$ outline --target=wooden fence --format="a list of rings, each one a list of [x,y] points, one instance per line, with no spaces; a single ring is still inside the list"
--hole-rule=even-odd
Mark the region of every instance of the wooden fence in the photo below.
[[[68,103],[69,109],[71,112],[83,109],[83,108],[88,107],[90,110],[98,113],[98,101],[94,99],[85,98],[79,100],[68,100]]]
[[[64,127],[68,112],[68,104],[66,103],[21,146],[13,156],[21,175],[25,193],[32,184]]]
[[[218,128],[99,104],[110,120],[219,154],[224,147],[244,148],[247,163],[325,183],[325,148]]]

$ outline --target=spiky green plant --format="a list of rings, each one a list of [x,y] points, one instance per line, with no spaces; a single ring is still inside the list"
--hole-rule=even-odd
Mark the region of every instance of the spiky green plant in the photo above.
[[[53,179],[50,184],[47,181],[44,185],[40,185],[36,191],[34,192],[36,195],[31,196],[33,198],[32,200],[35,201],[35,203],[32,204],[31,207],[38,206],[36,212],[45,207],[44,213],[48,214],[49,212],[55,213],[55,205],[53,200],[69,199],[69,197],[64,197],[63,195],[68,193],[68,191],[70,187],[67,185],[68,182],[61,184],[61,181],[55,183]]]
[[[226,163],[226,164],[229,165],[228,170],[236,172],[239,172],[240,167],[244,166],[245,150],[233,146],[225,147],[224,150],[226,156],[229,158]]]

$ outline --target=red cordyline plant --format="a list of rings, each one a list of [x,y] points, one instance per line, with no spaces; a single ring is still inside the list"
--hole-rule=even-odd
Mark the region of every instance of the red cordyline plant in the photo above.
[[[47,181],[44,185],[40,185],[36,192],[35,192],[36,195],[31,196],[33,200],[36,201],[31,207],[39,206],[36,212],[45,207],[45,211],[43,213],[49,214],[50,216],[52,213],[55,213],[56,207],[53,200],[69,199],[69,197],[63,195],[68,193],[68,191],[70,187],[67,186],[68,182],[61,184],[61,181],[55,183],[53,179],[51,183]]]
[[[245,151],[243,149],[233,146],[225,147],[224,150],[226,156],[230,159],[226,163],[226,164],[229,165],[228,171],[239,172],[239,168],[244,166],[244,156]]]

++++++

GIVEN PROBLEM: Replace each "wooden fence" in the entries above with "timber fence" and write out all the entries again, with nothing else altered.

EXERCISE RESULT:
$ outline --target=timber fence --format="a list of rings, each one a list of [x,y] points, one instance per line, with no spaces; a single ring is still inside the list"
--hole-rule=even-odd
Mark the region of every instance of the timber fence in the photo below.
[[[68,103],[69,109],[71,112],[83,109],[83,108],[88,107],[90,110],[98,113],[98,101],[94,99],[85,98],[79,100],[68,100]]]
[[[64,127],[68,112],[68,104],[66,103],[21,146],[13,156],[21,175],[25,193],[32,184]]]
[[[218,128],[99,104],[110,120],[219,154],[224,147],[244,148],[247,163],[325,183],[325,148]]]

$ outline --target=spiky green plant --format="a list of rings, each one a list of [x,y] points, one instance per line, with no spaces; a single ring is still inside the list"
--hole-rule=even-odd
Mark the region of every instance of the spiky green plant in the photo above.
[[[53,179],[50,184],[47,181],[44,185],[40,185],[36,191],[34,192],[36,195],[31,196],[33,198],[32,200],[35,201],[35,203],[32,204],[31,207],[38,206],[36,212],[45,207],[44,213],[48,214],[49,212],[55,213],[55,205],[53,200],[69,199],[69,197],[64,197],[63,195],[68,193],[68,191],[70,187],[67,185],[68,182],[61,184],[61,181],[55,183]]]
[[[226,163],[226,164],[229,165],[228,170],[236,172],[239,172],[240,167],[244,166],[245,150],[233,146],[225,147],[224,150],[226,156],[229,158]]]

$ outline --target=red cordyline plant --format="a list of rings, each one a list of [x,y] points, one instance per line, with no spaces; a single ring is still inside the list"
--hole-rule=even-odd
Mark the region of every instance of the red cordyline plant in the photo above.
[[[47,181],[44,185],[40,185],[36,192],[35,192],[36,195],[31,196],[33,200],[36,201],[31,207],[39,206],[36,212],[45,207],[45,211],[43,213],[49,214],[50,216],[52,213],[55,213],[56,207],[53,200],[69,199],[69,197],[63,195],[68,193],[68,191],[70,187],[67,186],[68,182],[61,184],[61,181],[55,183],[53,179],[51,183]]]
[[[245,151],[243,149],[233,146],[225,147],[224,150],[226,156],[230,159],[226,163],[226,164],[229,165],[228,171],[239,172],[239,168],[244,166],[244,156]]]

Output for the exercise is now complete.